--- start of DOCUMENT TEXT ---

You need to use the distance formula such that:

`d = sqrt((x - 3)^2 + (y - 0)^2)`

You need to write the distance formula in terms of one variable, hence, you need to use the equation of the curve to write y in terms of x such that:

`y = sqrt x => y^2 = x`

Substituting x for `y^2` in equation of distance yields:

`d = sqrt((x - 3)^2 + x) => d = sqrt(x^2 - 6x + 9 + x)`

`d(x) = sqrt(x^2 - 5x + 9)`

You need to find derivative of this function such that:

`d'(x) = ((x^2 - 5x + 9)')/(2sqrt(x^2 - 5x + 9))`

`d'(x) = (2x - 5)/(2sqrt(x^2 - 5x + 9))`

You need to solve the equation `d'(x) = 0` to find the extreme values of the distance function such that:

`(2x - 5)/(2sqrt(x^2 - 5x + 9)) = 0 => 2x - 5 = 0 => 2x = 5= > x = 5/2`

You need to find y coordinate at `x = 5/2` such that:

`y = sqrt x => y = sqrt(5/2) => y = (sqrt10)/2`

**Hence, evaluating the point that lies on the curve `y = sqrt x` and it is closest to the fixed point (3,0) yields`A(5/2 ; (sqrt10)/2).` **

**Sources:**

Any point on the curve is (x,y) = (x, sqrtx).

--- end of DOCUMENT TEXT ---

## EXERCISE
Please extract the full worked solution on the point of y = sqrt x closest to (3,0), copying every line word for word. You can leave the rows aside; nothing in them is required here.

--- start of EXCERPTED DATA ---

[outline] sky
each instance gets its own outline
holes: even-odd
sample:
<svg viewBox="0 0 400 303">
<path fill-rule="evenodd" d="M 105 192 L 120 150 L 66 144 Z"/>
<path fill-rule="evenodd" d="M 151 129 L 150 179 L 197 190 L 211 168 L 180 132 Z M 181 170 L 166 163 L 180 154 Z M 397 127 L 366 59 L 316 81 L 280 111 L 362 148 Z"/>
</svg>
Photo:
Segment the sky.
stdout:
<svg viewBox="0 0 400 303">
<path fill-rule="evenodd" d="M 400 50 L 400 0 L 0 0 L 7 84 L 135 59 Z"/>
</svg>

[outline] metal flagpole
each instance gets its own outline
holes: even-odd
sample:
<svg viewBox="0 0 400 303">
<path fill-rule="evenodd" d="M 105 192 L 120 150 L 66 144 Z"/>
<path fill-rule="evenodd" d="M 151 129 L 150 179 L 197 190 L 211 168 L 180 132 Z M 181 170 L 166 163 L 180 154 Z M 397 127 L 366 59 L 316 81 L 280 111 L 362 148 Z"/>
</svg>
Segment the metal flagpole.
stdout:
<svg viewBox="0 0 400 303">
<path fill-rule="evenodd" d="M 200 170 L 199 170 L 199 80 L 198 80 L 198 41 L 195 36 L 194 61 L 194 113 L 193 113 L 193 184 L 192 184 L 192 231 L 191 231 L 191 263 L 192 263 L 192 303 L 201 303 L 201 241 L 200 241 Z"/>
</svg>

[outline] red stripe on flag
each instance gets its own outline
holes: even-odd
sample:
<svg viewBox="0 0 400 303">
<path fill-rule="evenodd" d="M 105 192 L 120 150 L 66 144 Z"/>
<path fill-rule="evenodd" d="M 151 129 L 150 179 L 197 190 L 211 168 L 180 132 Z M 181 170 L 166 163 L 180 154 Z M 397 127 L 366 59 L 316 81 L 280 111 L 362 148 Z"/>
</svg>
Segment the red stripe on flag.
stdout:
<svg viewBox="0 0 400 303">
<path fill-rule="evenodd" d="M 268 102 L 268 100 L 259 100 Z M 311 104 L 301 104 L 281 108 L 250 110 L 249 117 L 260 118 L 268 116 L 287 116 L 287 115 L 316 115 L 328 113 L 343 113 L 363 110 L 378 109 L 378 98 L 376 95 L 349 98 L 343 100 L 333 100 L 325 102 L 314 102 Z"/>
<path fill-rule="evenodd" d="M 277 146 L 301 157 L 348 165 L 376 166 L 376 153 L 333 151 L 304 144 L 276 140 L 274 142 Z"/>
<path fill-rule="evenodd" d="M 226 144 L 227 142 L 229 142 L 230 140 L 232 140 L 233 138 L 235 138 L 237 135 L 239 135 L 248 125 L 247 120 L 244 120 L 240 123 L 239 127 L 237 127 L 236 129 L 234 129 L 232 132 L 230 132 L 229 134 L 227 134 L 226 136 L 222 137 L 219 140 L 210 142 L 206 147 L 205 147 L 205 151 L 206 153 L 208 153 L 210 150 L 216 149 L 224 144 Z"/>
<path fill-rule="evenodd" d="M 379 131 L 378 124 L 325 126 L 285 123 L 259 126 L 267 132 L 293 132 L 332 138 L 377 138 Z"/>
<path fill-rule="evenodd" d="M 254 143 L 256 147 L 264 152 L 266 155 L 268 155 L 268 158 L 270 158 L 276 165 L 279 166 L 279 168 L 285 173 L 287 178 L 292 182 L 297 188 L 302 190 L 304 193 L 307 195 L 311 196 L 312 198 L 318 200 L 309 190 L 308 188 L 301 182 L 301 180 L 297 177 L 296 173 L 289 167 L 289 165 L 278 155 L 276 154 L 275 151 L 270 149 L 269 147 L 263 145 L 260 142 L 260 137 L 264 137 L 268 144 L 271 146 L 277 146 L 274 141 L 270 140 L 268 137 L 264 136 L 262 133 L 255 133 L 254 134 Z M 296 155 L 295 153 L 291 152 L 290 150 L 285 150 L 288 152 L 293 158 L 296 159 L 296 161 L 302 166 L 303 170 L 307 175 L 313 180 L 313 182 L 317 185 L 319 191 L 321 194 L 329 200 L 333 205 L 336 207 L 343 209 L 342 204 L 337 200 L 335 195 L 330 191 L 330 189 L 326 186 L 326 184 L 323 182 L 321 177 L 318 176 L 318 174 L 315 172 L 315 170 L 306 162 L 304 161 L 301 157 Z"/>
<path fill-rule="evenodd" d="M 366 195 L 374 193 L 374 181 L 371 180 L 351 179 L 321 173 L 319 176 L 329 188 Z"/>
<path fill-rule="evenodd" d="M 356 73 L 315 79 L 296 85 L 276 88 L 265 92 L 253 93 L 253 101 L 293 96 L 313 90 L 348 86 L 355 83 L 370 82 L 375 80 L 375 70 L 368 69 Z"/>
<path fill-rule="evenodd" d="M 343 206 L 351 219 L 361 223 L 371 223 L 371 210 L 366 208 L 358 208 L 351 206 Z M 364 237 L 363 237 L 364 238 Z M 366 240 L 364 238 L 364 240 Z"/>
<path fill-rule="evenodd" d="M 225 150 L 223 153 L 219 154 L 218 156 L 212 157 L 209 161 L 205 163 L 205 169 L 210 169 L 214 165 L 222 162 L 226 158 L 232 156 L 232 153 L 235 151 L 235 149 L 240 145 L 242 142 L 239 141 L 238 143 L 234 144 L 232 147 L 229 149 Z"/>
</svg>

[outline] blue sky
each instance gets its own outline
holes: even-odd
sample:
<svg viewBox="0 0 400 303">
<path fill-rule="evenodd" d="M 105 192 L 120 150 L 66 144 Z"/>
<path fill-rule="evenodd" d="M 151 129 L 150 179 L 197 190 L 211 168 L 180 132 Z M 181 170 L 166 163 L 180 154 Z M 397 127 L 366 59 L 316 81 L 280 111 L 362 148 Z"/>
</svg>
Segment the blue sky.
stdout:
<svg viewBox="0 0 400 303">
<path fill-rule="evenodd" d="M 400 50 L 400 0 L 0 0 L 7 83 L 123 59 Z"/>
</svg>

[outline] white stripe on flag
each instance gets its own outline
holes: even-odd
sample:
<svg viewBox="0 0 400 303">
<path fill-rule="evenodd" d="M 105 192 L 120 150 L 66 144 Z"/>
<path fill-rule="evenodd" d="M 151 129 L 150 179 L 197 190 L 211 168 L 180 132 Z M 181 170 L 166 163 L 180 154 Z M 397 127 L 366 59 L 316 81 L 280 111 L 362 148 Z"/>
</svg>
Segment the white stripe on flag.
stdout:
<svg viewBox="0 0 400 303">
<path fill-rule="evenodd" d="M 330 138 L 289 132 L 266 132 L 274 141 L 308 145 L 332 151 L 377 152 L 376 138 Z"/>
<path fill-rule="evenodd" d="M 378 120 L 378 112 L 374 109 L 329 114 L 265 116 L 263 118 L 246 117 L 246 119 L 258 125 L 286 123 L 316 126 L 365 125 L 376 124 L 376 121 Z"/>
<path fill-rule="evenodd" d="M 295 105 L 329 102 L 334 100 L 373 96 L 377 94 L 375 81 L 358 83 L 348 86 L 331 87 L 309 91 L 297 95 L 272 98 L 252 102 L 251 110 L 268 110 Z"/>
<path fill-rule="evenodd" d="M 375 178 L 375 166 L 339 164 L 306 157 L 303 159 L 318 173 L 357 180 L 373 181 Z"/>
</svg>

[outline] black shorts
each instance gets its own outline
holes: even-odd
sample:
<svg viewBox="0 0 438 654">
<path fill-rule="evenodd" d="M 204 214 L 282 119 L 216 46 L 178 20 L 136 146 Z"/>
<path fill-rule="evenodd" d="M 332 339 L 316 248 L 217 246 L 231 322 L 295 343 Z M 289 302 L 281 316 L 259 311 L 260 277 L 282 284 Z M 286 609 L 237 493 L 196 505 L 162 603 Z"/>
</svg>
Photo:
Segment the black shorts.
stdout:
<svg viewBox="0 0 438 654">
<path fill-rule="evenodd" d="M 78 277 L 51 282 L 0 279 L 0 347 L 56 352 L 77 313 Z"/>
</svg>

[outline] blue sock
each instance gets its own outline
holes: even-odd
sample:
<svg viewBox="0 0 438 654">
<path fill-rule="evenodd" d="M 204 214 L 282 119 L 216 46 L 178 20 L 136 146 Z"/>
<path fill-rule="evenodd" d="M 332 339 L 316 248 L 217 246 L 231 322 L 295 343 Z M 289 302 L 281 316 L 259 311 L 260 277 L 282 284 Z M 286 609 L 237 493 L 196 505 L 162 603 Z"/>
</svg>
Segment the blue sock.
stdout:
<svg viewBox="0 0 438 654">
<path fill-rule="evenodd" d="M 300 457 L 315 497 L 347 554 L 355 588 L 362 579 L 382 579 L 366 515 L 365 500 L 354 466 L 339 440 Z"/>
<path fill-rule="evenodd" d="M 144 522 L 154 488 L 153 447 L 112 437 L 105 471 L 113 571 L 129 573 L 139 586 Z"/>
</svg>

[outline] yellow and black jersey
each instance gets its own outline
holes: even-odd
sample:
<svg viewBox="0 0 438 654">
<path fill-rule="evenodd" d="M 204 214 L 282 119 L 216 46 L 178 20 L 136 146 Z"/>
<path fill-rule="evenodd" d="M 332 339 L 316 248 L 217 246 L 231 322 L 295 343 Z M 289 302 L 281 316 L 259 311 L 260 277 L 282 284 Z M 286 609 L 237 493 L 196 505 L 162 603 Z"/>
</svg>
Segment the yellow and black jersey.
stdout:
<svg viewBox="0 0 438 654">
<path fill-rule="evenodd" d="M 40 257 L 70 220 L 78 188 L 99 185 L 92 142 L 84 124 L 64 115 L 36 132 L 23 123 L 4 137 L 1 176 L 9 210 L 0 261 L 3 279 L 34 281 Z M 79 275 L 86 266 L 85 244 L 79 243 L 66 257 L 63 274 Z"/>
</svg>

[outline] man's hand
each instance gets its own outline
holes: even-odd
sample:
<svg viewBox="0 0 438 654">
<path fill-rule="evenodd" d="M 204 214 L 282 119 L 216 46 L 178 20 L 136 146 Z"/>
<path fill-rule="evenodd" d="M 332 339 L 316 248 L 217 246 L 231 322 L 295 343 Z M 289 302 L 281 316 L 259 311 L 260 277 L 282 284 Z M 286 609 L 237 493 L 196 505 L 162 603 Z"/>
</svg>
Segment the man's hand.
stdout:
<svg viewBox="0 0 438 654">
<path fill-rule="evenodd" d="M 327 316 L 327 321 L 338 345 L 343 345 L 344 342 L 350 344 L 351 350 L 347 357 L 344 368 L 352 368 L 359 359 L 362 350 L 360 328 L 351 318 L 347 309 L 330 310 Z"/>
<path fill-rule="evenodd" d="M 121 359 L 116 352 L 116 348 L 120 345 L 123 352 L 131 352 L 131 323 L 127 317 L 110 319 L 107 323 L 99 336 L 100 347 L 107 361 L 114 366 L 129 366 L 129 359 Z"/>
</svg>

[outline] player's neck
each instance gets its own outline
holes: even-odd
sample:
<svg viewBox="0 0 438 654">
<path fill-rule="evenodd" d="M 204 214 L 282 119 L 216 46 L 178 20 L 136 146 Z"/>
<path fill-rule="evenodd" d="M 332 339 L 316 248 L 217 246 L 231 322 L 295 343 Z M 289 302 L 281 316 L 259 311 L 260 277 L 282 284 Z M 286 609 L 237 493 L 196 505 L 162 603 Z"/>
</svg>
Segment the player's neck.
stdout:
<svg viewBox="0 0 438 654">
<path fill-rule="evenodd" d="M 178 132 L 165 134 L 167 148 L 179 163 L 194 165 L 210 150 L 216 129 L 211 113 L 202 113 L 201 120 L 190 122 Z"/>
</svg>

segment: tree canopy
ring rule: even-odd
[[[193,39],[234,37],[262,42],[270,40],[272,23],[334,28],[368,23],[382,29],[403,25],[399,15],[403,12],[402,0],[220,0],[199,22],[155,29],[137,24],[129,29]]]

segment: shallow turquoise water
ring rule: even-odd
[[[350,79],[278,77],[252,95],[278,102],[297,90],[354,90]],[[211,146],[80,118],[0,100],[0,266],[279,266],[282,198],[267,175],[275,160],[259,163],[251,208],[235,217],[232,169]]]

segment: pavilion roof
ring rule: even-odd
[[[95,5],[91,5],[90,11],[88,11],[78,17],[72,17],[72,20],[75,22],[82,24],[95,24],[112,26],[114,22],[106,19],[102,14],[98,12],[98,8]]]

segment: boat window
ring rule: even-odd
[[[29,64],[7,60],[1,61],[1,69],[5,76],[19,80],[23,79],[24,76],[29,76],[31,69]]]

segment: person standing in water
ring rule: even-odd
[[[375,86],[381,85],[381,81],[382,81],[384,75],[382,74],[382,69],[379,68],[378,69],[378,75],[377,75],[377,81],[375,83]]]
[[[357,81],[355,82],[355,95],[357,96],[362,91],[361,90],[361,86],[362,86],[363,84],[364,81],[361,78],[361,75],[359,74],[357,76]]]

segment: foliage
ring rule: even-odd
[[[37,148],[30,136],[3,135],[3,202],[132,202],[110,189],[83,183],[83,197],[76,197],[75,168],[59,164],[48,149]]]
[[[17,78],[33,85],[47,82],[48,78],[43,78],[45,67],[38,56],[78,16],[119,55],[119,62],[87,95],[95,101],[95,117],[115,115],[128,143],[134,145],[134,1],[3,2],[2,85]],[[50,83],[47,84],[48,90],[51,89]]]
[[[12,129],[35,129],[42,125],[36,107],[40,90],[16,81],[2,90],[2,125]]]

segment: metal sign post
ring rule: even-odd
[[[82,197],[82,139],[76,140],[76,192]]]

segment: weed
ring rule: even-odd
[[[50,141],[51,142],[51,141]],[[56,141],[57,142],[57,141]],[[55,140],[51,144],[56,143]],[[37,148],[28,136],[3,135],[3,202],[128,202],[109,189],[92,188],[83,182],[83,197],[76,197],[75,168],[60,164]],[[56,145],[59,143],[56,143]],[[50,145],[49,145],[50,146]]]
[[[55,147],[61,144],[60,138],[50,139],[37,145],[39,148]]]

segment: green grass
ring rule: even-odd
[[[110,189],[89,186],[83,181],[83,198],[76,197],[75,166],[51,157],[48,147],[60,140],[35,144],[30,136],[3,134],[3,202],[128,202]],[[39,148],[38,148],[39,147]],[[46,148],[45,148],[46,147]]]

--- end of EXCERPTED DATA ---

## RESULT OF THIS EXERCISE
You need to use the distance formula such that:

`d = sqrt((x - 3)^2 + (y - 0)^2)`

You need to write the distance formula in terms of one variable, hence, you need to use the equation of the curve to write y in terms of x such that:

`y = sqrt x => y^2 = x`

Substituting x for `y^2` in equation of distance yields:

`d = sqrt((x - 3)^2 + x) => d = sqrt(x^2 - 6x + 9 + x)`

`d(x) = sqrt(x^2 - 5x + 9)`

You need to find derivative of this function such that:

`d'(x) = ((x^2 - 5x + 9)')/(2sqrt(x^2 - 5x + 9))`

`d'(x) = (2x - 5)/(2sqrt(x^2 - 5x + 9))`

You need to solve the equation `d'(x) = 0` to find the extreme values of the distance function such that:

`(2x - 5)/(2sqrt(x^2 - 5x + 9)) = 0 => 2x - 5 = 0 => 2x = 5= > x = 5/2`

You need to find y coordinate at `x = 5/2` such that:

`y = sqrt x => y = sqrt(5/2) => y = (sqrt10)/2`

**Hence, evaluating the point that lies on the curve `y = sqrt x` and it is closest to the fixed point (3,0) yields`A(5/2 ; (sqrt10)/2).` **

**Sources:**

Any point on the curve is (x,y) = (x, sqrtx).